Short problem
Put the lines of the listing below into a JSON list of strings, one string per line and no blank lines. Start at the line containing "Find the yellow lantern;" and end at the line containing "[(507, 551)]".

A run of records
++++++

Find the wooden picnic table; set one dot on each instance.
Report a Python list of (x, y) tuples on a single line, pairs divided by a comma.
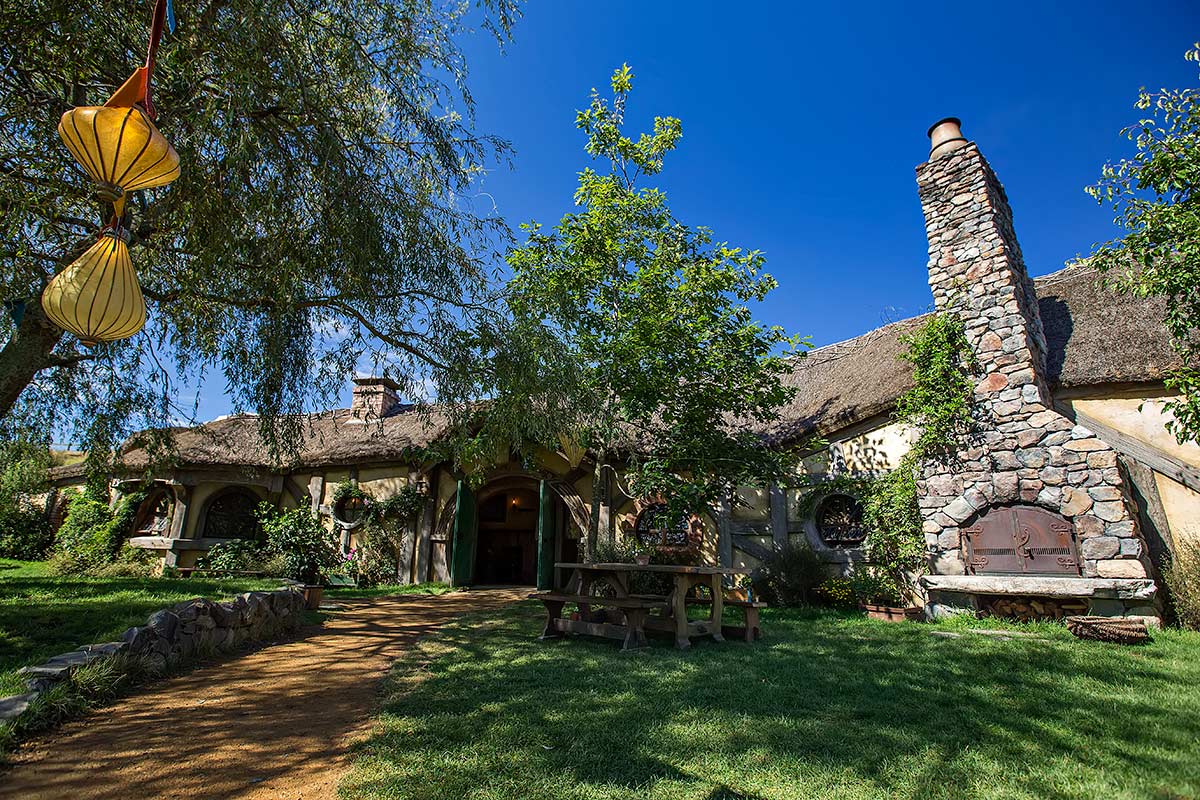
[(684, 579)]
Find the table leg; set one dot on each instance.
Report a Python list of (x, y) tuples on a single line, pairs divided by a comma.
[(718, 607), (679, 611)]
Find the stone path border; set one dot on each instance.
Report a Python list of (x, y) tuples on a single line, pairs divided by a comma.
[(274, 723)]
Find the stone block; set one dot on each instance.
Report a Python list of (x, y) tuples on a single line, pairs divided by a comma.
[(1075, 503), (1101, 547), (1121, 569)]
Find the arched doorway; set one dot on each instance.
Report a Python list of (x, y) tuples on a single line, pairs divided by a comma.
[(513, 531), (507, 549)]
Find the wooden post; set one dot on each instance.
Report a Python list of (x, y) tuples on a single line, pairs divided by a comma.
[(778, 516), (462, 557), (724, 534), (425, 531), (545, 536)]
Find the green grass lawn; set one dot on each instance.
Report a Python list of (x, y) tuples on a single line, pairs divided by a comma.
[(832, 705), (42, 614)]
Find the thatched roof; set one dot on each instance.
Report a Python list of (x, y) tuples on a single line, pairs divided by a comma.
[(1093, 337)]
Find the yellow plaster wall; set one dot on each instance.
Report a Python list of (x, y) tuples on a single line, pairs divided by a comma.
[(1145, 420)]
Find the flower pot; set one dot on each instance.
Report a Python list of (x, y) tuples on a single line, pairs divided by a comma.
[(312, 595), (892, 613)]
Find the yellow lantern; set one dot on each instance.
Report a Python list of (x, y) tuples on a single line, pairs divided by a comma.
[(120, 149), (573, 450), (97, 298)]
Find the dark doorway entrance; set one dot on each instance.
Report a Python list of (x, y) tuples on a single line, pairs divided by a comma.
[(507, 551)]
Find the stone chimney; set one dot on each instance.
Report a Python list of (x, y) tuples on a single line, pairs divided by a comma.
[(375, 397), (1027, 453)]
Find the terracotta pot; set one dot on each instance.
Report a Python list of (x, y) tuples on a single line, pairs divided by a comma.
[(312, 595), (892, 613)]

++++++

Response to the exercise
[
  "Find the yellow lantern; set one dot on each instance.",
  "Report a Python list of (x, y) tuples on a single line, pairs divided by a comma.",
  "[(120, 149), (573, 450), (97, 298)]",
  "Find the dark doorway entrance; set one dot on each instance.",
  "Report a Python list of (x, y) tuples on a single line, pairs divided by a comma.",
  "[(507, 551)]"
]